# Directive
Please change every "trail-cam image" in the entries below to "trail camera frame" and give the entries again, with nothing else altered.
╔══
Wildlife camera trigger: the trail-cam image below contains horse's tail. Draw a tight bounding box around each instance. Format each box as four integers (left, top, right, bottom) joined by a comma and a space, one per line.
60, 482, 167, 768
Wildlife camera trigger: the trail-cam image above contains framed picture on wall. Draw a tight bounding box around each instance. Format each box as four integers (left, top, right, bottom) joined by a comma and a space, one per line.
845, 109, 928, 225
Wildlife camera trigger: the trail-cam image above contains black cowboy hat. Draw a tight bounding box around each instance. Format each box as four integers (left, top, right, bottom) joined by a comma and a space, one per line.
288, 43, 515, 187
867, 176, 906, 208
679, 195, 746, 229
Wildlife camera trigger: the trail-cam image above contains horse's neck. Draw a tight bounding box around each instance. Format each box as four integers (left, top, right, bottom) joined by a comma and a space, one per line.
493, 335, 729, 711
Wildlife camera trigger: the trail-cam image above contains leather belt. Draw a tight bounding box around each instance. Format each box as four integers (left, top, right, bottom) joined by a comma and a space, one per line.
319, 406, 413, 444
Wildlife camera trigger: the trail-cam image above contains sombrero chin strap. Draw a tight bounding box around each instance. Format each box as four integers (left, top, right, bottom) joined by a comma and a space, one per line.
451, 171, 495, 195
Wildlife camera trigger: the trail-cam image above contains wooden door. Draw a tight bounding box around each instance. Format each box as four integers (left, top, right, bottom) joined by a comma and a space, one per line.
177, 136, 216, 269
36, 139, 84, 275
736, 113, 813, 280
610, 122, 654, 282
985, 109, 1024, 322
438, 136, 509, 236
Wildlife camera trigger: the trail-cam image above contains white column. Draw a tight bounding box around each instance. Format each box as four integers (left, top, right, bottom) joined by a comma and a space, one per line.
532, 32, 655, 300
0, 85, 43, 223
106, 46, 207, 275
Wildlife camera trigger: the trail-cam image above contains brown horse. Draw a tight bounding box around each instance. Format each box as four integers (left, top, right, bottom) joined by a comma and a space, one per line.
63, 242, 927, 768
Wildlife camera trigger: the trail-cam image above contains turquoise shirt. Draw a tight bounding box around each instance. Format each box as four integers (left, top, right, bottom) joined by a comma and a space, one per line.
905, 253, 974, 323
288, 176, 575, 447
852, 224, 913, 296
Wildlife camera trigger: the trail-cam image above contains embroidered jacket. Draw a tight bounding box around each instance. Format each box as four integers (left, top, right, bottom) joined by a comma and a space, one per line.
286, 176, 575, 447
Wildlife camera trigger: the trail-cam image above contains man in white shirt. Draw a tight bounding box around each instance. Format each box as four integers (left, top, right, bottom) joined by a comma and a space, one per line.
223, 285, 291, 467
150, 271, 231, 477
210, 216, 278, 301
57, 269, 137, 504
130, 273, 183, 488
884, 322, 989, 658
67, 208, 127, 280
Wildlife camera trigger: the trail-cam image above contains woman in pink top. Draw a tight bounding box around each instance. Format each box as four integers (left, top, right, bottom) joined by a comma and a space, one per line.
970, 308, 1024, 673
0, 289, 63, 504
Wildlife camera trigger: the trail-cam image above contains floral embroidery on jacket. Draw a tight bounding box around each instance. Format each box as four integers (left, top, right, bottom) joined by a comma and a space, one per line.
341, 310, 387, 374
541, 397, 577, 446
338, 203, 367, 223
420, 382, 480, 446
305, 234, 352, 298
╚══
# Answer below
Wildlife camera trigger: the trail camera frame below contains horse's tail. Draw a tight bounding box around each instance. Format each box as four integers (left, top, right, bottom) joined by a comma and a space, one per line.
60, 482, 167, 768
Wildlife camera trigger: the trail camera frame above contains framed picture on wall. Draw a tight bounding box around each instance. Format each box as four integers (left, top, right, bottom) joined by a comma and a space, one per line.
845, 109, 928, 225
Wildlife camera trigger: the trail camera frame above contains black cowboy hat. Draw a tight bounding box around each instance. Format each box as four integers (left, top, right, bottom) joined by a comma and a space, one per line.
288, 43, 515, 187
867, 176, 906, 208
679, 195, 746, 229
Wildlife camera trigger: the trail camera frame above contains horse's neck. Draw a tight bounding box around each instance. Format each box as four integers (left, top, right, bottom) joined by a comma and a space, one per line.
493, 335, 729, 711
Wildlife camera trigger: the trail camera frame above contains leather belt. Draw a tight bounding box around each instance. Format each box as four integers (left, top, right, bottom) joined by a comma and a space, one per line.
319, 406, 413, 444
Wildlife camera trigger: the trail camera frame above contains sombrero chin strap. Draw a tight bounding box around each instance. Format each box as four integers (left, top, right, bottom) joined by a comma and a space, one per line.
451, 171, 495, 195
Wildlife camera trigger: the trail camera frame above contains wooden door. Draw a tight bounding box around each instance. Format each box as four integers (left, top, right, bottom) joined by a comma and a space, one per line.
177, 136, 216, 269
36, 139, 84, 275
736, 113, 813, 280
610, 122, 654, 282
985, 109, 1024, 322
438, 136, 509, 236
Wildlife camera trigger: the trail camera frame above contains white column. Draw a tight bounding box around each instance. Format each box as four integers (left, top, right, bottom) joined by a comma and a space, one per line.
532, 32, 655, 300
0, 85, 43, 223
106, 46, 207, 275
Wildlife camera trigger: the trail camera frame above contains brown horse. Draw a tight bounding box around each instance. Format each box as four integers (left, top, right, bottom) joined by a comma and a space, one per line.
63, 242, 927, 768
Wildlife camera trigger: the trail camera frame above contains turquoise shirt. Draw a tight bounding box around each instance. Format each box as four integers (left, top, right, bottom) joined by a comma and a space, one per line.
905, 253, 974, 323
288, 176, 575, 447
852, 224, 913, 296
Wildlife camera trigger: the trail camera frame above contains embroidered jacket. Draw a tight bounding box around each instance. Format each box as four integers (left, top, right, bottom) joined by a comma and a space, one per line.
286, 176, 575, 447
Wildlife camera trigger: the trail camera frame above contains man in white shirt. Draw a tight bounding box around each instance. Format each box as four integers (left, top, right, bottom) joined by a comma and a space, one per line.
223, 285, 291, 467
150, 271, 231, 477
210, 216, 278, 301
57, 269, 137, 504
130, 273, 183, 488
884, 322, 989, 658
67, 208, 127, 280
Wildlife camera trigger: the trail camera frame above contains woman in pink top. Draw a tight bounding box around each instance. Format each box as four integers (left, top, right, bottom) joined by a comma and a space, one per line.
970, 308, 1024, 673
0, 289, 63, 504
Wildlife camera trigger: the trail camera frame above contains floral embroidery on jacket. Draw a tight bounding box around each instance. Format each box as four integers (left, top, right, bottom) joined by a comma and a space, one per line.
341, 310, 387, 374
541, 397, 577, 446
338, 203, 367, 223
420, 382, 480, 446
305, 234, 352, 298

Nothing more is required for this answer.